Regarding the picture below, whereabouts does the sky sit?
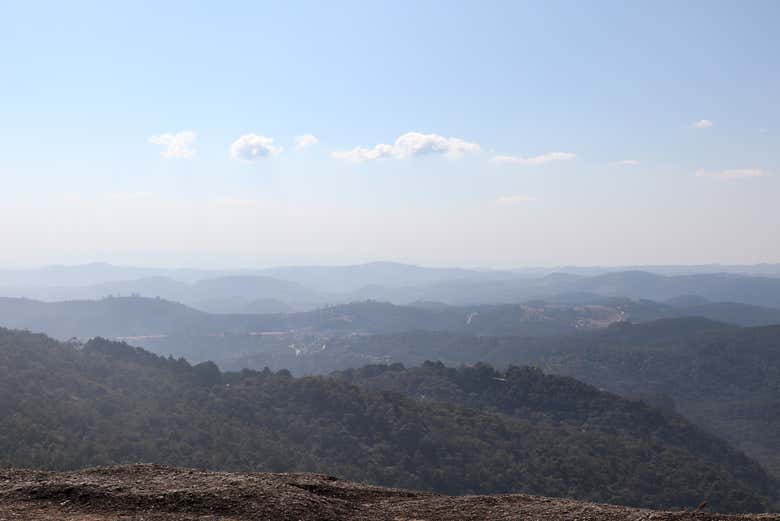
[0,0,780,268]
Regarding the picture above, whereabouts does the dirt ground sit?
[0,465,780,521]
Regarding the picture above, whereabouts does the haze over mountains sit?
[0,263,780,511]
[0,263,780,313]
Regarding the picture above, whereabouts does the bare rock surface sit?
[0,465,780,521]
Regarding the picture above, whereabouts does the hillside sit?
[329,318,780,476]
[0,465,780,521]
[6,292,780,350]
[0,330,777,511]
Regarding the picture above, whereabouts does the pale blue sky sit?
[0,1,780,267]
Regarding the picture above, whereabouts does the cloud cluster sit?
[331,132,480,163]
[295,134,320,150]
[696,168,769,181]
[149,130,197,159]
[230,134,282,161]
[496,195,536,204]
[612,159,639,166]
[491,152,577,165]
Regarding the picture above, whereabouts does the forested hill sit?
[329,319,780,476]
[0,330,777,511]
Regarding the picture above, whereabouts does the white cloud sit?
[295,134,320,150]
[230,134,282,161]
[491,152,577,165]
[696,168,769,181]
[331,132,480,163]
[612,159,639,166]
[149,130,197,159]
[496,195,536,204]
[212,196,262,208]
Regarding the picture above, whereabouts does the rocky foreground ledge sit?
[0,465,780,521]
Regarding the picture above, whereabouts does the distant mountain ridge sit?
[0,329,777,512]
[0,263,780,313]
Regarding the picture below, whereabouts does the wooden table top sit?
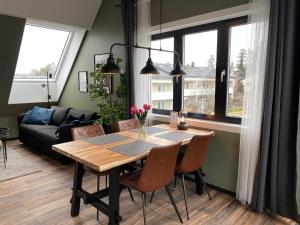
[52,124,209,172]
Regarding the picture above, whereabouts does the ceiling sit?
[0,0,102,30]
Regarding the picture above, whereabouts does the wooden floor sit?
[0,141,295,225]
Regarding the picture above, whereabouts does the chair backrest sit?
[71,124,105,141]
[137,143,181,192]
[117,119,139,132]
[176,131,215,173]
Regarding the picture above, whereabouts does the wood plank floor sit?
[0,140,296,225]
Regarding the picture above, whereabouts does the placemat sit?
[131,127,168,135]
[157,131,195,142]
[85,134,129,145]
[109,140,160,157]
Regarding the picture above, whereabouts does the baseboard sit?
[185,176,236,197]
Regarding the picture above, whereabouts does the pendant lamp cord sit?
[159,0,162,49]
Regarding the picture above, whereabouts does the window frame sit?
[14,22,73,82]
[151,16,248,124]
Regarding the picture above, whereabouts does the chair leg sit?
[165,186,183,223]
[203,182,212,200]
[150,191,155,203]
[97,175,100,221]
[128,188,134,202]
[141,193,146,225]
[198,168,212,200]
[173,174,177,188]
[181,174,190,220]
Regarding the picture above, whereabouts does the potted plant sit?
[130,104,151,139]
[89,58,128,133]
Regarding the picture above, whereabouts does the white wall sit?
[0,0,102,30]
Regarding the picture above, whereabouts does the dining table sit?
[52,124,209,225]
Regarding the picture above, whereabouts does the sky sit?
[16,25,69,74]
[151,25,248,67]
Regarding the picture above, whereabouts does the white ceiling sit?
[0,0,102,30]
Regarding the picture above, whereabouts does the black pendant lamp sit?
[170,61,186,76]
[100,54,123,75]
[140,58,160,75]
[140,50,160,75]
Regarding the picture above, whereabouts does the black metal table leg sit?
[71,162,84,217]
[109,167,122,225]
[194,170,203,195]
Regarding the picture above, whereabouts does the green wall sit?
[59,0,124,111]
[151,0,249,25]
[203,131,240,192]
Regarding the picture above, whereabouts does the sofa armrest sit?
[18,113,26,124]
[56,121,93,143]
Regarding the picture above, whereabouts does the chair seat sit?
[120,169,142,191]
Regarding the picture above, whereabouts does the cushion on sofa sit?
[50,105,70,126]
[22,106,54,125]
[19,123,57,143]
[66,109,96,121]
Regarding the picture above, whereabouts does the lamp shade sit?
[140,57,159,75]
[170,61,186,76]
[100,54,123,75]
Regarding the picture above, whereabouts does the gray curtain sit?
[252,0,300,220]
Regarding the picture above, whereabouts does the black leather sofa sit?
[18,106,96,163]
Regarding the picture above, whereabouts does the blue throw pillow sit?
[22,106,54,125]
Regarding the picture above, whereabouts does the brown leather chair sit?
[71,124,134,220]
[117,118,146,167]
[117,119,139,132]
[175,131,215,219]
[120,143,183,224]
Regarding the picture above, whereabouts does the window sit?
[152,17,247,123]
[157,84,166,92]
[15,25,70,79]
[151,37,174,110]
[183,30,218,115]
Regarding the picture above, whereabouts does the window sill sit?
[150,114,241,134]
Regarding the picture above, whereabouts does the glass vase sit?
[139,121,146,140]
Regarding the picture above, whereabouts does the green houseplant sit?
[89,58,128,132]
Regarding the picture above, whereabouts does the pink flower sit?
[143,104,151,111]
[130,106,138,115]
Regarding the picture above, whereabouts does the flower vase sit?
[139,121,146,140]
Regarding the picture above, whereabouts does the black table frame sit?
[71,162,203,225]
[0,128,9,168]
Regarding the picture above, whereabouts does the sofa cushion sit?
[19,123,57,143]
[50,105,70,126]
[22,106,54,125]
[37,128,58,146]
[67,109,96,121]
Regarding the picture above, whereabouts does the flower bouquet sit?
[130,104,151,139]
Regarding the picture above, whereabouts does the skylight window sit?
[15,25,70,79]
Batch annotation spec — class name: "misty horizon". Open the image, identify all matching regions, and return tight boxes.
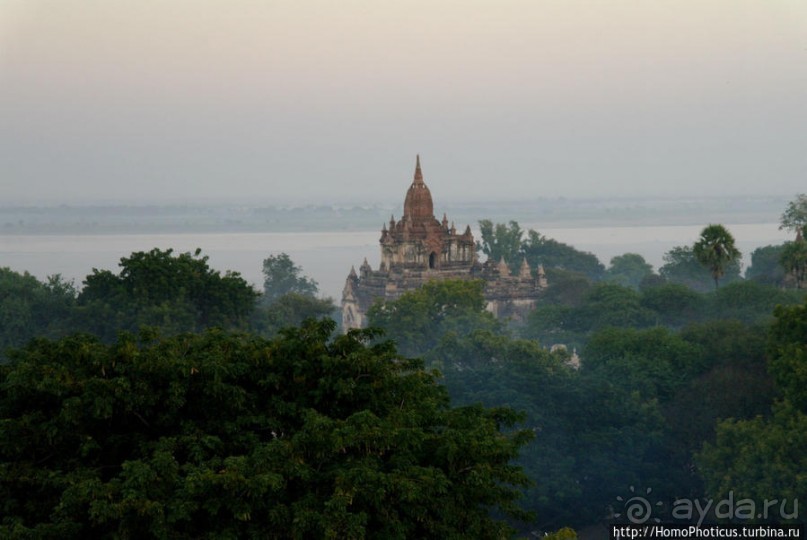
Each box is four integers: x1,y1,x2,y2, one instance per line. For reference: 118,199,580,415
0,0,807,204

Set exercise – Can you put the lines above into a numbered list, skipping any blank lines and leaving the pictures out?

Result below –
1. Regarding the picture below, whereabouts does the sky sit?
2. [0,0,780,268]
3. Regarding the picture above, whereabouts does the dirt ground sit?
4. [0,465,780,521]
5. Regarding the picture above, whereabouts does the haze over mountains sit?
6. [0,263,780,511]
7. [0,263,780,313]
8. Regarding the picture above, whereabouts does the bare rock surface sit?
9. [0,465,780,521]
10. Regarding the picture above, whereabouts does the hillside sit?
11. [329,318,780,476]
12. [0,465,780,521]
13. [6,292,780,350]
14. [0,330,777,511]
15. Regarding the picture above, whereabouts does the pale blue sky sit?
16. [0,1,780,267]
17. Regarding the picture above, whereabouts does the cloud cluster sit?
18. [331,132,480,163]
19. [295,134,320,150]
20. [696,168,769,181]
21. [149,130,197,159]
22. [230,134,282,161]
23. [496,195,536,204]
24. [612,159,639,166]
25. [491,152,577,165]
26. Regarding the picture above, whereabouts does the forested hill sit?
27. [329,319,780,476]
28. [0,330,777,511]
29. Regarding the picture above, whereabouts does the white cloud sit?
30. [295,134,320,150]
31. [230,134,282,161]
32. [491,152,577,165]
33. [696,168,769,181]
34. [331,132,480,163]
35. [612,159,639,166]
36. [149,130,197,159]
37. [496,195,536,204]
38. [212,196,262,208]
39. Regarding the picture above, whereabouts does the rocky foreground ledge sit?
40. [0,465,780,521]
41. Regarding the picture above, whereabouts does the distant mountain ridge sit?
42. [0,329,777,512]
43. [0,263,780,313]
44. Regarding the picture below, whereabouts does the wooden table top sit?
45. [52,124,209,172]
46. Regarding the picture above, whereabouts does the ceiling sit?
47. [0,0,102,30]
48. Regarding the picture above, whereabouts does the wooden floor sit?
49. [0,141,295,225]
50. Regarding the picture above, whereabouts does the chair backrest sit?
51. [71,124,105,141]
52. [137,143,181,192]
53. [117,119,139,132]
54. [176,131,215,173]
55. Regarding the picture above, whereabouts does the wood plank floor sit?
56. [0,140,296,225]
57. Regarding the picture above, whereabouts does the placemat sit?
58. [131,127,168,135]
59. [157,131,195,142]
60. [85,134,129,145]
61. [109,140,160,157]
62. Regarding the picture above, whereabouts does the baseboard sit?
63. [185,176,236,197]
64. Regarding the picture above, whereabouts does the pendant lamp cord sit?
65. [159,0,162,49]
66. Regarding the picture above, whereabouts does the window frame sit?
67. [14,22,73,82]
68. [151,16,248,124]
69. Regarding the picture above, whereabouts does the chair leg sit?
70. [165,186,183,223]
71. [203,182,212,200]
72. [150,191,155,203]
73. [97,175,100,221]
74. [128,188,134,202]
75. [141,193,146,225]
76. [198,168,212,200]
77. [173,174,177,188]
78. [181,174,190,220]
79. Regarding the picture above, whereabouts does the potted plant sit?
80. [130,104,151,139]
81. [89,58,128,133]
82. Regarding the picture above, whereabouts does the white wall sit?
83. [0,0,102,30]
84. Regarding the picture above, whereabouts does the dining table sit?
85. [52,124,209,225]
86. Regarding the picture above, whereabouts does the sky sit?
87. [16,25,69,74]
88. [151,25,248,67]
89. Regarding the picture above, whereabouts does the white ceiling sit?
90. [0,0,102,30]
91. Regarding the picture above, whereabouts does the black pendant lamp sit?
92. [170,61,186,76]
93. [100,54,123,75]
94. [140,58,160,75]
95. [140,50,160,75]
96. Regarding the picture above, whereabouts does the black metal table leg sit?
97. [71,162,84,217]
98. [109,167,122,225]
99. [194,170,203,195]
100. Regarding the picture above, whereabouts does the green wall sit?
101. [59,0,124,111]
102. [151,0,249,25]
103. [203,131,240,192]
104. Regarding the picture above, whereabouts does the sofa armrest sit?
105. [18,113,26,124]
106. [56,121,93,143]
107. Regarding the picture above, whereabouts does the chair seat sit?
108. [120,169,142,191]
109. Regarding the picture above, whereabouts does the cushion on sofa sit?
110. [50,105,70,126]
111. [22,106,54,125]
112. [19,123,57,143]
113. [66,109,96,121]
114. Regarding the picture above, whereabouts does the lamp shade sit?
115. [140,57,159,75]
116. [170,61,186,76]
117. [100,54,123,75]
118. Regarding the picture above, whereabouts does the gray curtain sit?
119. [252,0,300,220]
120. Regarding the picture above, whereabouts does the black leather sofa sit?
121. [18,106,96,163]
122. Regarding the picture above, whereabouts does the blue throw pillow sit?
123. [22,106,54,125]
124. Regarding the picture above, whereabouts does the brown leather chair sit?
125. [71,124,134,220]
126. [117,118,146,167]
127. [117,119,139,132]
128. [175,131,215,219]
129. [120,143,183,224]
130. Regarding the picture above, whereabouts does the window sit?
131. [152,17,247,123]
132. [157,84,166,92]
133. [15,25,70,79]
134. [151,37,174,110]
135. [183,30,218,115]
136. Regarding the picture above, whereabouts does the window sill sit?
137. [150,114,241,134]
138. Regarding the picture above, whereabouts does the glass vase sit?
139. [139,121,146,140]
140. Regarding the picture above, whereabouts does the green houseplant sit?
141. [89,58,128,132]
142. Regarding the picture above, whereabouts does the pink flower sit?
143. [143,104,151,111]
144. [130,106,138,115]
145. Regarding the picture above, whereabouts does the flower vase sit?
146. [139,121,146,140]
147. Regarding the picture above, whereabouts does the black table frame sit?
148. [71,162,203,225]
149. [0,128,9,168]
150. Regarding the picture above, whereabouts does the sofa cushion sit?
151. [19,123,57,143]
152. [50,105,70,126]
153. [22,106,54,125]
154. [37,128,58,146]
155. [67,109,96,121]
156. Regarding the picture above, whereabouts does the flower bouquet sit?
157. [130,104,151,139]
158. Regarding the picture above, whereabouts does the skylight window sit?
159. [15,25,70,79]
160. Batch annotation spec — class name: "misty horizon". Open the image, identify all matching regions, and return tight boxes.
161. Each box is four integers: x1,y1,x2,y2, one instance per line. For reference: 118,199,580,415
162. 0,0,807,204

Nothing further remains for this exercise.